*Assignment:*
I'd like the data below restated word for word, with the pictures left out.
*** Records for the task Section Begins ***
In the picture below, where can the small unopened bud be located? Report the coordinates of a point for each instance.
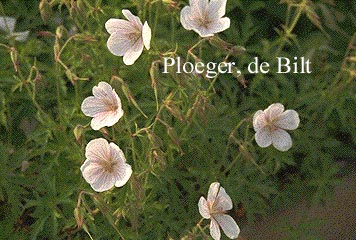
(78, 132)
(78, 217)
(24, 166)
(14, 59)
(45, 10)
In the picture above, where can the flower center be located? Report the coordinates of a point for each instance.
(109, 165)
(271, 123)
(213, 210)
(204, 20)
(134, 36)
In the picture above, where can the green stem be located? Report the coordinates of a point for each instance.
(290, 28)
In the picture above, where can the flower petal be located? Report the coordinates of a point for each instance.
*** Records for the task Section Ends ***
*Solved exercise:*
In the picture below, where can the small unopened bud be located? Report the coordinates of a point for each instance.
(78, 132)
(78, 217)
(24, 166)
(14, 59)
(45, 10)
In the picture above, where can the flower center be located? Report the coordinates of a point for each instance.
(109, 165)
(271, 123)
(213, 210)
(204, 20)
(134, 36)
In the picture above, where can the green stem be located? Report the coordinates of a point for each instance.
(290, 28)
In the picture above, where can the flower petal be located? Report the coordinates of a point for each instance.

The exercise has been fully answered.